From the items below, extract each line that contains the string "concrete", and copy those lines unchanged.

___ RECORDS FOR THE EXERCISE ___

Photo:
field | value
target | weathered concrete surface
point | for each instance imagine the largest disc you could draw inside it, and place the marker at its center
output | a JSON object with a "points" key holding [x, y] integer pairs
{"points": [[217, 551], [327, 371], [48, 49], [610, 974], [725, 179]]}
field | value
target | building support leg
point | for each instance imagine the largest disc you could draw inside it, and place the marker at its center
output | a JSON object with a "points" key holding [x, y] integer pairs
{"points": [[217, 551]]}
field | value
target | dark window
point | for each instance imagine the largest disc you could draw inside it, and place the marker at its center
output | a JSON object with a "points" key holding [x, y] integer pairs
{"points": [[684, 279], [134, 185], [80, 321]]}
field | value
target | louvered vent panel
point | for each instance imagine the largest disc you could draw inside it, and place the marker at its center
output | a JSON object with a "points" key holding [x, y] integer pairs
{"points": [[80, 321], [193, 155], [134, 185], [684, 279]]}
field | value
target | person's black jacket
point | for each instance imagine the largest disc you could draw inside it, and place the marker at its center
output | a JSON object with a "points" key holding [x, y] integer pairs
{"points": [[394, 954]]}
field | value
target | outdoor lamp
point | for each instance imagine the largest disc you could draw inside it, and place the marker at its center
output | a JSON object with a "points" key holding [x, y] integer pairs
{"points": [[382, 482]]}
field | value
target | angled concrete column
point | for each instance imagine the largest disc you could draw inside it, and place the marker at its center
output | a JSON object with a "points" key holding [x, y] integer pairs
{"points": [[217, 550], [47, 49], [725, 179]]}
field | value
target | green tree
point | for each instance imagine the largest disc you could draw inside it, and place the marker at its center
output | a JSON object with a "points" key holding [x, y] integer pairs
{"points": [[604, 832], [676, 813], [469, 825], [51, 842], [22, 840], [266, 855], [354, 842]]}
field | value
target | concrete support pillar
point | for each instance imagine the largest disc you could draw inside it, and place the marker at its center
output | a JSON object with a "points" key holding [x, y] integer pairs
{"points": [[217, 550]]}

___

→ REPLY TO THE TASK:
target | weathered concrete surface
target | angled concrete column
target | concrete support pillar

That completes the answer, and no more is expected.